= Activity =
Should any entry seem unclear, still set it down exactly as given, along with all the others.

= Exercise input =
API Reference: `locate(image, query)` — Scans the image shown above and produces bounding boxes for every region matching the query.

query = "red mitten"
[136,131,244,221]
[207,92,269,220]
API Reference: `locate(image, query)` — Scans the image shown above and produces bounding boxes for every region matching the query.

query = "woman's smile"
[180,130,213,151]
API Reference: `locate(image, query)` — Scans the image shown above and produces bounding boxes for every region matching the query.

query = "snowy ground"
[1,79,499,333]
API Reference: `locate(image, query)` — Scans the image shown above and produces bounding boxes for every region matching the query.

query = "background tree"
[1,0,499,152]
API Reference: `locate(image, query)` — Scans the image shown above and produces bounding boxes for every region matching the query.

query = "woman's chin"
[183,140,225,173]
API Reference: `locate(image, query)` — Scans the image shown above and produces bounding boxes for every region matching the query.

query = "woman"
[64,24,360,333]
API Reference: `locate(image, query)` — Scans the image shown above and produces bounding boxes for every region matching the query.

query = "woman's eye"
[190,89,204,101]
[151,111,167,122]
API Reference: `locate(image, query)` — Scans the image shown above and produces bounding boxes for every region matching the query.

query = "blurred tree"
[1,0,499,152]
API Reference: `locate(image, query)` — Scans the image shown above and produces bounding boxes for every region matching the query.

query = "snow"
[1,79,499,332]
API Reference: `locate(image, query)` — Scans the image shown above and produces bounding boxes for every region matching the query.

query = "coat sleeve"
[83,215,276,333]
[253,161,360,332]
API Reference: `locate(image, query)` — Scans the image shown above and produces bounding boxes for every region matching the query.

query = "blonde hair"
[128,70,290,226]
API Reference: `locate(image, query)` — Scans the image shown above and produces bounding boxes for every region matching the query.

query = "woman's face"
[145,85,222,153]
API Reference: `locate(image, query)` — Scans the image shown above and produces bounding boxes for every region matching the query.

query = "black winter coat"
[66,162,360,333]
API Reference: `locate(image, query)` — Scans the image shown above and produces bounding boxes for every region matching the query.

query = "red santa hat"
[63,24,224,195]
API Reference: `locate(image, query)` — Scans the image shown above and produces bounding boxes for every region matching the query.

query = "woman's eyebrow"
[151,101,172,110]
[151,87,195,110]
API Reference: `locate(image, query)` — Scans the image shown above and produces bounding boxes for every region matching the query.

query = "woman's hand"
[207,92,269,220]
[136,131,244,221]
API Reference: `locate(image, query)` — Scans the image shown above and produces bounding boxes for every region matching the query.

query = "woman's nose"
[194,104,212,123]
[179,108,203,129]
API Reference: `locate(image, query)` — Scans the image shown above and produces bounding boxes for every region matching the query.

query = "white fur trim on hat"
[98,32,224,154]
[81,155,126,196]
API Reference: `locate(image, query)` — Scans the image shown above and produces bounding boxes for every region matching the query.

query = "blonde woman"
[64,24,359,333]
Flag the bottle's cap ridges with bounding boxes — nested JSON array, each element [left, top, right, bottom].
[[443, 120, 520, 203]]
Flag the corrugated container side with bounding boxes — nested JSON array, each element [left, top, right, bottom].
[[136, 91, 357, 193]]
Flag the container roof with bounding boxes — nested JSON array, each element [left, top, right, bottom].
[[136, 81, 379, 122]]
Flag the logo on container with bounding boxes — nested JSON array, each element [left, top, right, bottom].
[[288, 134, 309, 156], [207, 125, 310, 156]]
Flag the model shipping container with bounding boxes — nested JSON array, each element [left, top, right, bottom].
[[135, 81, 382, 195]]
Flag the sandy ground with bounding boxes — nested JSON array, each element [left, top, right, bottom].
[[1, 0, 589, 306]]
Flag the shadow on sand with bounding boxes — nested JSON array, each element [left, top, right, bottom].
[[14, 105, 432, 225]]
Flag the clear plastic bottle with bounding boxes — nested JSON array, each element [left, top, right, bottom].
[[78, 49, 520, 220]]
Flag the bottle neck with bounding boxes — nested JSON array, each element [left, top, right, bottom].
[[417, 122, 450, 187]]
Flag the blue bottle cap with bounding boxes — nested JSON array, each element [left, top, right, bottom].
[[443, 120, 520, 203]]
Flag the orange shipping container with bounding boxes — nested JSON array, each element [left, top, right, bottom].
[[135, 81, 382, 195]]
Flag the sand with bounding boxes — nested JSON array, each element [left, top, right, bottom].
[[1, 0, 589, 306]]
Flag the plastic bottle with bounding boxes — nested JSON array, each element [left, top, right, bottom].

= Answer to this exercise =
API Reference: `locate(image, query)` — Scans the image shown above and produces bounding boxes for every region matching the query.

query = "red mitten"
[136,131,244,221]
[207,92,269,220]
API Reference: `locate(image, query)` — Scans the image shown above and produces bounding boxes for every region matching the query.

query = "woman's smile"
[180,130,213,151]
API Reference: `locate(image, query)` — Scans the image shown above and produces bounding boxes for every region matching the query.

query = "snowy ground"
[1,79,499,333]
API Reference: `locate(image, query)` — Scans the image shown above and produces bounding boxes for every region matching the query.

query = "background tree"
[1,0,499,152]
API Reference: `locate(image, query)` — Scans the image shown above and produces bounding boxes for every region matching the query.

query = "woman's chin"
[183,140,225,173]
API Reference: `locate(image, query)` — Scans the image shown above and produces bounding boxes for every region matching the query.

query = "woman"
[64,24,360,333]
API Reference: `locate(image, query)` — Scans the image shown above and produces bounding boxes for every region matching the query.

query = "woman's eye"
[190,89,204,101]
[151,111,167,122]
API Reference: `locate(image, query)` — Scans the image shown above and produces bounding boxes for every region matching the query.

query = "blurred tree"
[1,0,499,152]
API Reference: `locate(image, query)` — Scans the image shown above and produces bounding boxes for every region matching the query.

query = "snow"
[1,79,499,332]
API Reference: `locate(image, query)` — Scans the image shown above and produces bounding boxes for every region matching the query.

query = "coat sleeve"
[83,215,276,333]
[253,161,360,332]
API Reference: `locate(image, query)` — Scans the image shown above and produces bounding boxes for every region matching the query.

query = "blonde hair"
[128,70,290,226]
API Reference: `locate(image, query)` — Scans the image shown above and produces bounding boxes for every region matching the query.

query = "woman's face"
[145,85,222,153]
API Reference: `locate(image, query)` — Scans the image shown above and produces bounding boxes for every region matching the query.

query = "black winter coat"
[66,162,360,333]
API Reference: `locate(image, query)` — Scans the image shown above and produces bounding boxes for every region matching the query.

query = "red santa hat"
[63,24,224,195]
API Reference: `locate(image, query)` — Scans the image shown above and produces bounding boxes for every region matching the query.

query = "woman's eyebrow"
[151,101,172,110]
[151,87,195,110]
API Reference: `locate(image, query)` — Scans the image shown above and produces bounding boxes for every region matching the query.

query = "woman's hand"
[207,92,269,220]
[136,131,244,221]
API Reference: `locate(image, query)` — Scans the image shown above and produces bounding boxes for every region matching the query.

query = "woman's nose"
[194,104,212,123]
[179,108,203,129]
API Reference: `locate(image, query)` — Scans the image shown above and produces bounding boxes for every region matching the query.

query = "white fur trim on hat"
[98,32,224,154]
[81,155,126,196]
API Reference: `locate(image, query)` — Scans the image shown above and produces bounding boxes for every region matching the query.

query = "blonde woman"
[64,24,359,333]
Flag the bottle's cap ridges with bounding boxes — nested JSON array, each element [left, top, right, bottom].
[[443, 120, 520, 203]]
Flag the corrugated container side with bounding boxes — nested JSON array, each element [left, top, right, bottom].
[[136, 91, 357, 193]]
Flag the container roof with bounding boxes — nested JSON array, each element [left, top, right, bottom].
[[136, 81, 379, 122]]
Flag the logo on container with bounding boxes — nested JSON array, each element [left, top, right, bottom].
[[288, 134, 309, 156], [207, 125, 310, 156]]
Flag the model shipping container with bounding boxes — nested JSON array, each element [left, top, right, bottom].
[[135, 81, 382, 195]]
Flag the sandy ground with bounding boxes — nested JSON array, each element [left, top, right, bottom].
[[1, 0, 589, 306]]
Flag the shadow on sand with bounding boxes — nested JSON array, each element [left, top, right, bottom].
[[14, 105, 432, 225]]
Flag the clear plastic bottle with bounding boxes — nested JSON array, each element [left, top, right, bottom].
[[78, 49, 520, 220]]
Flag the bottle neck with bounding boxes — nested JSON array, each element [left, top, right, bottom].
[[417, 122, 450, 187]]
Flag the blue bottle cap with bounding boxes — nested JSON array, each element [left, top, right, bottom].
[[443, 120, 520, 203]]
Flag the orange shipping container with bounding boxes — nested JSON array, each element [left, top, right, bottom].
[[135, 81, 382, 195]]
Flag the sand with bounding boxes — nested JSON array, each element [left, top, right, bottom].
[[1, 0, 589, 306]]
Flag the plastic bottle with bounding boxes — nested JSON array, each element [left, top, right, bottom].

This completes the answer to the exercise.